**EXERCISE DESCRIPTION**
Filter the entries, keeping every line with the word "water".

**RECORD SET**
== Segment start ==

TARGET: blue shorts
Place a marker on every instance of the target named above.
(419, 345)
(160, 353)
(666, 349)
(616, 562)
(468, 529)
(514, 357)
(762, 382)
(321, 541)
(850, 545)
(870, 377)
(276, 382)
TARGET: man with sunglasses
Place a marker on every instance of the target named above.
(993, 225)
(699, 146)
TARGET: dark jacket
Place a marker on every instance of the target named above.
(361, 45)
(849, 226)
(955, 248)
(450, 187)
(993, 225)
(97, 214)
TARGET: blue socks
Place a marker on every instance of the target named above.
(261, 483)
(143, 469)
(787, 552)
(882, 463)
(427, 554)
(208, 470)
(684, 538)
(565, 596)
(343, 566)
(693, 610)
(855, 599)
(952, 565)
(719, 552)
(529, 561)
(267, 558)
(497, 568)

== Segment end ==
== Segment start ==

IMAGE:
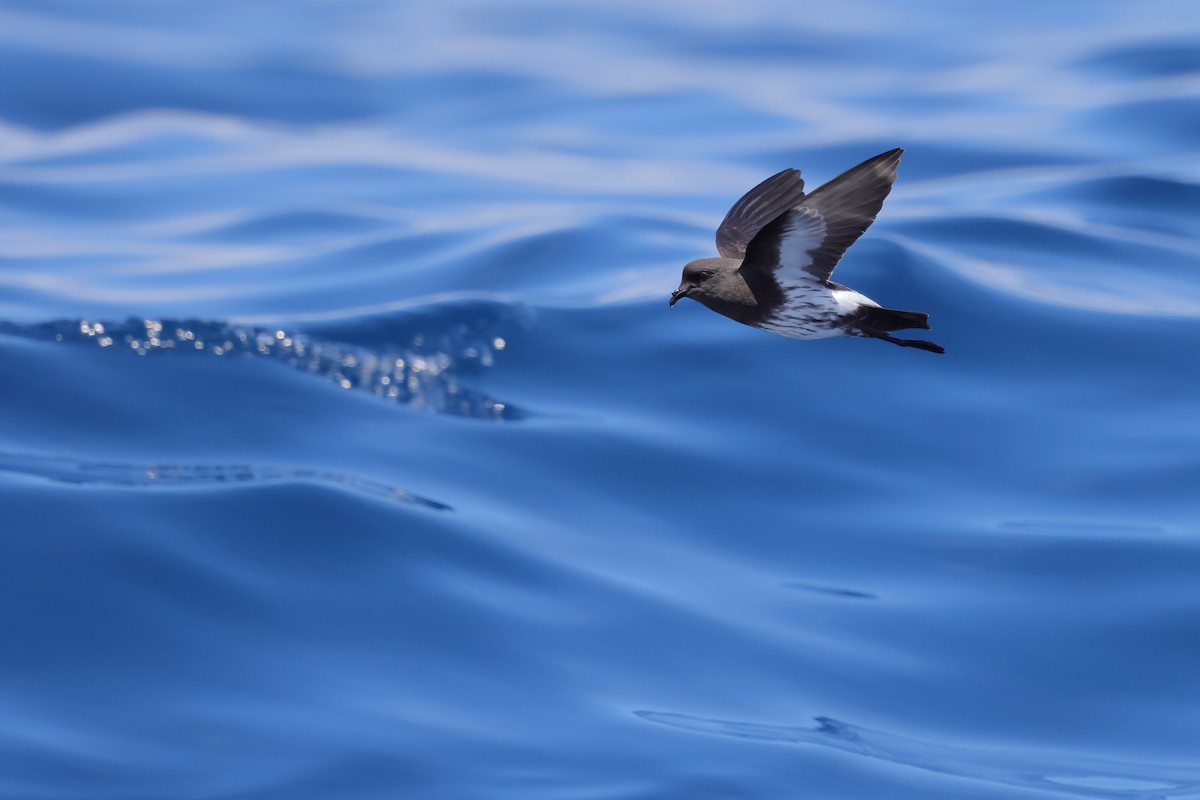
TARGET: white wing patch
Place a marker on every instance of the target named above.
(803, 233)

== Segment end ==
== Segment start ==

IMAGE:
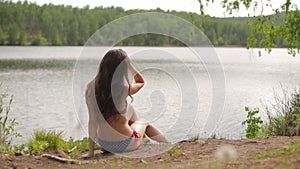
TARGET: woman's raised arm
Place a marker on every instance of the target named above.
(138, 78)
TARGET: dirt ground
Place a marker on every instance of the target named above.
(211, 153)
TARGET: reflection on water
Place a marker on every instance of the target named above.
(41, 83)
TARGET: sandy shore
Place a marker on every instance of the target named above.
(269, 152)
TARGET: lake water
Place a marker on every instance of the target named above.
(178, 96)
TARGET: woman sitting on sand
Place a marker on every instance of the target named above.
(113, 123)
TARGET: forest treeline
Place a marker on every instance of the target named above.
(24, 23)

== Segment end ==

**RESPONSE BELOW**
TARGET: reflection on water
TARGET: lake water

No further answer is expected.